■ What is expected ■
In the sports commentary below, to whom did Lance Armstrong decide to confess?

■ Quoted passage ■
* * * *

Lance Armstrong didn't win seven Tours de France merely by taking performance enhancing drugs. His training was brutal but planned. He knew what he wanted to achieve and how to achieve it. The same approach went into the races themselves; every detail of every stage was examined - the climbs, the finishes, the pinch points. Same again for his bullying of journalists who questioned his victories. So his decision to confess to Oprah Winfrey - once the house of cards started falling - seems even stranger in hindsight. Armstrong the control freak refused to play by the TV "rules". He didn't reveal all and appear to reach rock bottom, he concealed and looked defiant. Armstrong got it so, so wrong. Instead of a cheater begging for forgiveness, he just looked like a cheat. - Patrick McKendry
Known for cheating off the course following the sordid revelations about his private life in 2009, this year brought claims from Golf Channel analyst Brandel Chamblee suggested in a column for Golf.com that Woods cheated on the greens too. Chamblee said Woods was "a little cavalier with the rules" but later apologised. Chamblee was referring to the four high-profile rules issues, including three that resulted in two-stroke penalties, that Woods had this year. - Daniel Richardson
Sepp Blatter and the 2022 World Cup in Qatar
First announced to a disbelieving world in 2010, Qatar's successful bid raised the issue of playing World Cup matches during the European summer months - when the temperature in Qatar rises to 50 degrees Celsius and doesn't drop below 30 degrees at night. Air-conditioned venues were the remedy but the solar powered technology being employed to cool the venues has never before been applied to such huge stadia.

* * * *

■ Data provided ■
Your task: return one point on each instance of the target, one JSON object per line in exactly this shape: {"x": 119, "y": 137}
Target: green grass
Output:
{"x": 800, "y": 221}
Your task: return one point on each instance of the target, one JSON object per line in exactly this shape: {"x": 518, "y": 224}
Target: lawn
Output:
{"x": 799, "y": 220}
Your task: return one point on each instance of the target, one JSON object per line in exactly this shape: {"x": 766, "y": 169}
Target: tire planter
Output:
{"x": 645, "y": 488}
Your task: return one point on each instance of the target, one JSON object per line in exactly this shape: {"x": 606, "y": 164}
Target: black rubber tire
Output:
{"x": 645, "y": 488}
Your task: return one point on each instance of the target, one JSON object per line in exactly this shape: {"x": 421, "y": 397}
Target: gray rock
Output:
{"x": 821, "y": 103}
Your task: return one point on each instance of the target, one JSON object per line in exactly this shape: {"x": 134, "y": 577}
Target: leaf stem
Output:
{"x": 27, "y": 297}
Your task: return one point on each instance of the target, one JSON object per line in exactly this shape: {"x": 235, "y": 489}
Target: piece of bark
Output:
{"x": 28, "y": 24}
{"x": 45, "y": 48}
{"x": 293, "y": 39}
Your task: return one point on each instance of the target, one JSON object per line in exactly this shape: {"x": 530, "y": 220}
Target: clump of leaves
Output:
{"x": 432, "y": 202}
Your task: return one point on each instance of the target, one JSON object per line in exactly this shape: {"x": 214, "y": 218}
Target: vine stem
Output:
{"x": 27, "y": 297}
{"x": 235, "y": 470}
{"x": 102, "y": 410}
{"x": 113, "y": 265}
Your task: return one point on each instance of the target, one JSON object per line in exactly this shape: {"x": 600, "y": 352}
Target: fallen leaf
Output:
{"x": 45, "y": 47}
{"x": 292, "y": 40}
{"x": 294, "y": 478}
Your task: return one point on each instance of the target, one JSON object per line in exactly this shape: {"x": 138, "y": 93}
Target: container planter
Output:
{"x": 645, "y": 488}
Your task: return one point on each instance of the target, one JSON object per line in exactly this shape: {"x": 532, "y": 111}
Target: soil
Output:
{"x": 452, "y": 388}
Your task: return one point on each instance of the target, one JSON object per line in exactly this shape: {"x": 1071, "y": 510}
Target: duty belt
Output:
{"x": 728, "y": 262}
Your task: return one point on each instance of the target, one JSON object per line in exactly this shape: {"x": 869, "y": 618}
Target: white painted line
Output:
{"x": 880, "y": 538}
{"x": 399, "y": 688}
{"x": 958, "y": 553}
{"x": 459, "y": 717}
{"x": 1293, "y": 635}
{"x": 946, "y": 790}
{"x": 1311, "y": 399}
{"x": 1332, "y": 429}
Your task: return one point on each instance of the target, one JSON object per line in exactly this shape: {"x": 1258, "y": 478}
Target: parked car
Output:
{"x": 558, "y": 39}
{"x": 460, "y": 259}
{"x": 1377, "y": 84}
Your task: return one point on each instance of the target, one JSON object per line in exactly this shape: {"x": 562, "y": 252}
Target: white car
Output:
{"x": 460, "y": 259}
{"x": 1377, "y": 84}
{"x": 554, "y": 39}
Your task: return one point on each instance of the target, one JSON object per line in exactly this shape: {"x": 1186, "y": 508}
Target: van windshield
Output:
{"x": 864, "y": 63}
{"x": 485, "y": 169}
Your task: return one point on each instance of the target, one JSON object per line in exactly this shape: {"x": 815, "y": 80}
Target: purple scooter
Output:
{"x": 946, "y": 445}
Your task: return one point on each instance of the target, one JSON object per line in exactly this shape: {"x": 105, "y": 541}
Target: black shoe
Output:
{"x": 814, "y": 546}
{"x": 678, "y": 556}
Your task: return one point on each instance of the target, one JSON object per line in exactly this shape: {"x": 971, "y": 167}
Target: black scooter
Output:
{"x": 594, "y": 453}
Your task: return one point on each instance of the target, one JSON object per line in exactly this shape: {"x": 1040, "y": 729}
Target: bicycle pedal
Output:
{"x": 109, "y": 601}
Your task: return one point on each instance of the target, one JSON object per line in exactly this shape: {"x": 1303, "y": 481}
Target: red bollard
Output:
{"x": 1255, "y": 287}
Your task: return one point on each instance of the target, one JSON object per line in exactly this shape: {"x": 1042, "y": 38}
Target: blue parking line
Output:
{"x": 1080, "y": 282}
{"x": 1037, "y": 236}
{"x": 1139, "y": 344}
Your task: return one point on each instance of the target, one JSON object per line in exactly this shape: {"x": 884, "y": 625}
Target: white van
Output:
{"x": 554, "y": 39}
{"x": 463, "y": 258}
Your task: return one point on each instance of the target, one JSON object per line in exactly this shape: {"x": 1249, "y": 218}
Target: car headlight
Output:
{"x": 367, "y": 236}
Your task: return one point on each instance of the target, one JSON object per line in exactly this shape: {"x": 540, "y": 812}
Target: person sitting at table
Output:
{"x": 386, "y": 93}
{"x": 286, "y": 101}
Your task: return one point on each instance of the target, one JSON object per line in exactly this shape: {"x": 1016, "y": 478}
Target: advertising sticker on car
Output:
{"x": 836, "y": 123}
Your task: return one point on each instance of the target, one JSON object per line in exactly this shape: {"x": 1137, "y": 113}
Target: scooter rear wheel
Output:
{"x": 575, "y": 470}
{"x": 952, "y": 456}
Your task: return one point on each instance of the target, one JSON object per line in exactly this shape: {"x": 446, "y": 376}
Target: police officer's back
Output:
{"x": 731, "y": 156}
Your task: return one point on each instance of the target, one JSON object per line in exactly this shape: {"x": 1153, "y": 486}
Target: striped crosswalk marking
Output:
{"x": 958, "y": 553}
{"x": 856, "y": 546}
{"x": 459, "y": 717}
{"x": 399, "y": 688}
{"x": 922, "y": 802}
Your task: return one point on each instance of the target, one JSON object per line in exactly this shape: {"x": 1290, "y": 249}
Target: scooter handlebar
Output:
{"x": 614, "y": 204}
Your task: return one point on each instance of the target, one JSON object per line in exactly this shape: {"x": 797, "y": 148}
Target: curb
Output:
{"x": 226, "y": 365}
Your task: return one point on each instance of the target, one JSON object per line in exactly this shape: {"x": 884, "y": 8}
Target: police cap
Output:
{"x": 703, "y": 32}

* * * *

■ Result of the exercise ■
Oprah Winfrey